• Given task 1: In the housing excerpt, what is the separate end plate 164 used for mounting?
• Given task 2: Reproduce the portion of the housing excerpt from "Each housing provides" up to and including "within the housing.".

• Excerpt provided:
▬▬▬▬▬▬▬▬▬▬

Each housing provides enclosure for at least one printed wiring
board (PWB) and includes a separate end plate 164 (see FIG. 1) for
mounting connectors, lights, switches, and the like. The housing
further includes alignment pins 138 and receptacles 140 integral
with its structure, which alignment pins 138 and receptacles 140
permit stacking to be accomplished with low position error. The
alignment pins 138 in some embodiments protrude beyond the
connectors, protecting both the connectors and any electronics
contained within the housing.

▬▬▬▬▬▬▬▬▬▬

• Record set:
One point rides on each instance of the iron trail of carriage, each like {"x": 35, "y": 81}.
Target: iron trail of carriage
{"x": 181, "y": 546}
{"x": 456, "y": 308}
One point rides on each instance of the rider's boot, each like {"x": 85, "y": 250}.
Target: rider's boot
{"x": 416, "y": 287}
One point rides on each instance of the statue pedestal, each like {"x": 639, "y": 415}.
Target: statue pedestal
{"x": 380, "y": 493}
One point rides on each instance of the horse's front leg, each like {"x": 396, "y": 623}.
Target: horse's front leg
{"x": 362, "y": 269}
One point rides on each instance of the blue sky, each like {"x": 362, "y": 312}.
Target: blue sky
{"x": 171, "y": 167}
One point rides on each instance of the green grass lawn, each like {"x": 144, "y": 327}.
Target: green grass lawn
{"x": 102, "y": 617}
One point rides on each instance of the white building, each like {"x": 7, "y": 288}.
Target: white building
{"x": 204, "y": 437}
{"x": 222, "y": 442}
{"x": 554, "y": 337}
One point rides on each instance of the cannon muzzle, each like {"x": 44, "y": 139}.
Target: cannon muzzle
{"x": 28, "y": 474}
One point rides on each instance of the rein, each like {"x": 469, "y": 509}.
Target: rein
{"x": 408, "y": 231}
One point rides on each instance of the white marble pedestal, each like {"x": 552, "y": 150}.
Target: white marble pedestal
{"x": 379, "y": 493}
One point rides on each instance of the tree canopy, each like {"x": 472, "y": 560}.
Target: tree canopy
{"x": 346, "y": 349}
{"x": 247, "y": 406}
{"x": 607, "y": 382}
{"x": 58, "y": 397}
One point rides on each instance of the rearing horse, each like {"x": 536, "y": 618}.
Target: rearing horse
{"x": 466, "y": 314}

▬▬▬▬▬▬▬▬▬▬

• Solution 1: Connectors, lights, switches, and the like.

• Solution 2:
Each housing provides enclosure for at least one printed wiring
board (PWB) and includes a separate end plate 164 (see FIG. 1) for
mounting connectors, lights, switches, and the like. The housing
further includes alignment pins 138 and receptacles 140 integral
with its structure, which alignment pins 138 and receptacles 140
permit stacking to be accomplished with low position error. The
alignment pins 138 in some embodiments protrude beyond the
connectors, protecting both the connectors and any electronics
contained within the housing.